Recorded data
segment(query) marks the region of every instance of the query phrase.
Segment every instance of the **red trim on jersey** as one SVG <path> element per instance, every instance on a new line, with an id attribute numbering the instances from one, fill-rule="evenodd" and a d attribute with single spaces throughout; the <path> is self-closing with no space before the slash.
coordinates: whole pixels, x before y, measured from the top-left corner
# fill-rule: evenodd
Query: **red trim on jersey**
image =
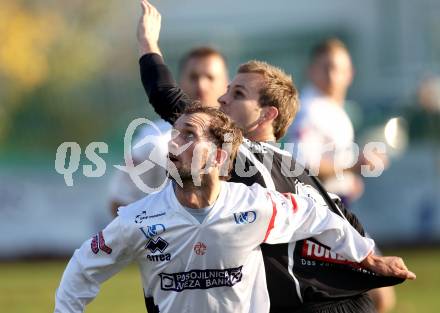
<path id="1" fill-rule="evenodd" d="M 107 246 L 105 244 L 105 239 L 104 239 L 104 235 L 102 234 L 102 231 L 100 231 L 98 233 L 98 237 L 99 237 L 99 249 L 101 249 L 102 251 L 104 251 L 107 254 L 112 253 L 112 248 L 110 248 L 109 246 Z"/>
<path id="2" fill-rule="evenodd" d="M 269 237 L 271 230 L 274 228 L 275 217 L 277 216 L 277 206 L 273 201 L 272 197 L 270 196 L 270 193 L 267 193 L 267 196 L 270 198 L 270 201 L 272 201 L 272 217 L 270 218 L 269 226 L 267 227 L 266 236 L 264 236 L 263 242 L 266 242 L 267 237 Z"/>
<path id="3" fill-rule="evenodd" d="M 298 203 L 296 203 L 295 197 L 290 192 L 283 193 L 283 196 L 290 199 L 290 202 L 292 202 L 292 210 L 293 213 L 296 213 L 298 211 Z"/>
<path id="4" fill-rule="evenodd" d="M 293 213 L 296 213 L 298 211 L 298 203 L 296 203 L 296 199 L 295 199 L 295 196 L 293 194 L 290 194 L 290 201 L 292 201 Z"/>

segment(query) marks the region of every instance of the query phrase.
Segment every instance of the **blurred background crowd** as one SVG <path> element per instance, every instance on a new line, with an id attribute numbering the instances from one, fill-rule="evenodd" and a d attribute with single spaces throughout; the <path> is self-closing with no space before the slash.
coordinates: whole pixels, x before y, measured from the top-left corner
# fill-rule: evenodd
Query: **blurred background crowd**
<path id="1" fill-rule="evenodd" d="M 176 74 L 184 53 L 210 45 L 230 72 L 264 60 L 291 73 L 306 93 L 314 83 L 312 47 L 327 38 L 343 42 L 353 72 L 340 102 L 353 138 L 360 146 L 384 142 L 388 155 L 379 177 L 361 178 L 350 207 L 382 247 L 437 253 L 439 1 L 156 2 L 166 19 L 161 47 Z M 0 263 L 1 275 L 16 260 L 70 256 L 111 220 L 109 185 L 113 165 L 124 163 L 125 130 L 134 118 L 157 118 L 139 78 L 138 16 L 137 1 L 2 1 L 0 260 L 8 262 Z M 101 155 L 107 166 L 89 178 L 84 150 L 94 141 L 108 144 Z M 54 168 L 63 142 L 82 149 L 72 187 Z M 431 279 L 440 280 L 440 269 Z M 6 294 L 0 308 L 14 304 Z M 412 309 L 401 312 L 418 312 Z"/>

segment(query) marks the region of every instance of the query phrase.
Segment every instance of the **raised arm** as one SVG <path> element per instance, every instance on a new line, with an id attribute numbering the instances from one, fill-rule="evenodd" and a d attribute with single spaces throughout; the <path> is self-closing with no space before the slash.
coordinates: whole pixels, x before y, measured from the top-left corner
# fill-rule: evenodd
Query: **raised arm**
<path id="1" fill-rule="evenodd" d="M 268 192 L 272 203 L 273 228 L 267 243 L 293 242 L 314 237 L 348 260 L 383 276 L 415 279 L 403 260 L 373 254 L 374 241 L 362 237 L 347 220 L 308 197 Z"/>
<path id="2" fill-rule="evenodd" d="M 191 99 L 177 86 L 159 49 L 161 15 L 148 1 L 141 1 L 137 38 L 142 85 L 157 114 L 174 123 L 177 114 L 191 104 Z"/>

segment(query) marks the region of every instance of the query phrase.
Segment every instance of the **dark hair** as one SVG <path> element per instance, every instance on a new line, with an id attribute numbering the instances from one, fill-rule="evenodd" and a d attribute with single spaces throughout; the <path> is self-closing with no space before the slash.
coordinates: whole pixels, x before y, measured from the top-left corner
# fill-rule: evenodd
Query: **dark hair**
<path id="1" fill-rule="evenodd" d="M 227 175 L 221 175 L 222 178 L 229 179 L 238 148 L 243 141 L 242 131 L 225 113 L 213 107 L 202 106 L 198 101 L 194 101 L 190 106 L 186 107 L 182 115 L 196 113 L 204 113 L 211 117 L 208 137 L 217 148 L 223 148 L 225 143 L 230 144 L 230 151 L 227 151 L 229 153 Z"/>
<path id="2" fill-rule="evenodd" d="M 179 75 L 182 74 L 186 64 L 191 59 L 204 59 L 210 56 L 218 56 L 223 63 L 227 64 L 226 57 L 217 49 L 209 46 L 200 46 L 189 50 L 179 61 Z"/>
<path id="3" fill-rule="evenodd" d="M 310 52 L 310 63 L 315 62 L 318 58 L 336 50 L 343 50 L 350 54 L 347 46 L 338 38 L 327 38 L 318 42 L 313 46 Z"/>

* [Work item]:
Please print each entry exactly as given and keep pictures out of it.

* [Response box]:
segment(query) marks the region of every instance of the query phrase.
Segment every instance of the **red trim on jersey** as one SVG <path> element per instance, every instance on a new line, with an id attribute numbering the instances from one, fill-rule="evenodd" and a d attribute with single spaces throughout; the <path> is self-closing with no space before the slash.
coordinates: whole pixels, x before y, measured from the top-left corner
# fill-rule: evenodd
Query: **red trim on jersey**
image =
<path id="1" fill-rule="evenodd" d="M 107 246 L 105 244 L 105 239 L 104 239 L 104 235 L 102 234 L 102 231 L 100 231 L 98 233 L 98 237 L 99 237 L 99 249 L 101 249 L 102 251 L 104 251 L 107 254 L 112 253 L 112 248 L 110 248 L 109 246 Z"/>
<path id="2" fill-rule="evenodd" d="M 269 237 L 271 230 L 274 228 L 275 217 L 277 216 L 277 206 L 273 201 L 272 197 L 270 196 L 270 193 L 267 193 L 267 196 L 270 198 L 270 201 L 272 201 L 272 217 L 270 218 L 269 226 L 267 227 L 266 236 L 264 236 L 263 242 L 266 242 L 267 237 Z"/>
<path id="3" fill-rule="evenodd" d="M 298 203 L 296 203 L 295 197 L 290 192 L 283 193 L 283 196 L 290 199 L 290 202 L 292 202 L 292 210 L 293 213 L 296 213 L 298 211 Z"/>
<path id="4" fill-rule="evenodd" d="M 293 213 L 296 213 L 298 211 L 298 203 L 296 203 L 296 199 L 295 199 L 295 196 L 293 194 L 290 194 L 290 201 L 292 201 Z"/>

segment(query) marks the region of every instance of the query phrase.
Segment every instance of the **blurred background crowd** as one SVG <path> element per instance, every instance on a new line, with an id attribute numbering the instances from one, fill-rule="evenodd" and a d attribute with single spaces throughout; the <path> is self-closing with no space before the slash.
coordinates: whole pixels, x before y, measured from the top-left corner
# fill-rule: evenodd
Query: **blurred background crowd**
<path id="1" fill-rule="evenodd" d="M 176 74 L 184 53 L 210 45 L 230 72 L 264 60 L 291 73 L 306 93 L 314 83 L 312 47 L 327 38 L 343 42 L 353 72 L 340 102 L 353 138 L 360 146 L 384 142 L 388 155 L 379 177 L 361 178 L 350 207 L 382 247 L 437 253 L 439 1 L 156 2 L 166 19 L 161 47 Z M 0 263 L 1 275 L 16 260 L 70 256 L 111 220 L 109 185 L 113 165 L 124 163 L 125 130 L 134 118 L 157 118 L 139 78 L 138 16 L 137 1 L 2 1 L 0 260 L 8 262 Z M 101 155 L 107 166 L 89 178 L 84 150 L 94 141 L 108 144 Z M 54 168 L 63 142 L 82 149 L 72 187 Z M 431 279 L 440 280 L 440 269 Z M 6 294 L 0 308 L 14 304 Z M 412 309 L 401 312 L 418 312 Z"/>

segment(query) marks the region of every instance of the query phrase.
Segment every instance of the **raised arm** as one SVG <path> element per instance, every instance on a new line, with an id attribute numbering the instances from one, fill-rule="evenodd" and a d attribute with single spaces throughout; the <path> is self-closing with no space before the slash.
coordinates: whole pixels, x before y, measured from the top-left corner
# fill-rule: evenodd
Query: **raised arm**
<path id="1" fill-rule="evenodd" d="M 268 192 L 272 203 L 273 228 L 267 243 L 293 242 L 314 237 L 348 260 L 383 276 L 415 279 L 403 260 L 373 254 L 374 241 L 362 237 L 347 220 L 308 197 Z"/>
<path id="2" fill-rule="evenodd" d="M 191 99 L 177 86 L 159 49 L 161 15 L 148 1 L 141 1 L 137 38 L 142 85 L 157 114 L 174 123 L 177 114 L 191 104 Z"/>

segment(query) marks the region of every instance of the query phrase.
Segment every instance of the **dark hair** as one SVG <path> element per instance, every instance on a new line, with an id attribute numbering the instances from one, fill-rule="evenodd" and a d attribute with single spaces throughout; the <path> is self-closing with no space before the slash.
coordinates: whole pixels, x before y, measured from the top-left corner
# fill-rule: evenodd
Query: **dark hair**
<path id="1" fill-rule="evenodd" d="M 227 175 L 221 175 L 222 178 L 229 179 L 238 148 L 243 141 L 242 131 L 225 113 L 213 107 L 202 106 L 198 101 L 194 101 L 190 106 L 186 107 L 182 115 L 196 113 L 204 113 L 211 117 L 208 137 L 217 148 L 223 148 L 225 143 L 230 144 L 230 151 L 227 151 L 229 153 Z"/>
<path id="2" fill-rule="evenodd" d="M 179 75 L 182 74 L 186 64 L 191 59 L 204 59 L 210 56 L 218 56 L 223 63 L 227 64 L 226 57 L 217 49 L 209 46 L 200 46 L 189 50 L 179 61 Z"/>
<path id="3" fill-rule="evenodd" d="M 310 52 L 310 63 L 315 62 L 318 58 L 336 50 L 343 50 L 350 54 L 347 46 L 338 38 L 327 38 L 318 42 L 313 46 Z"/>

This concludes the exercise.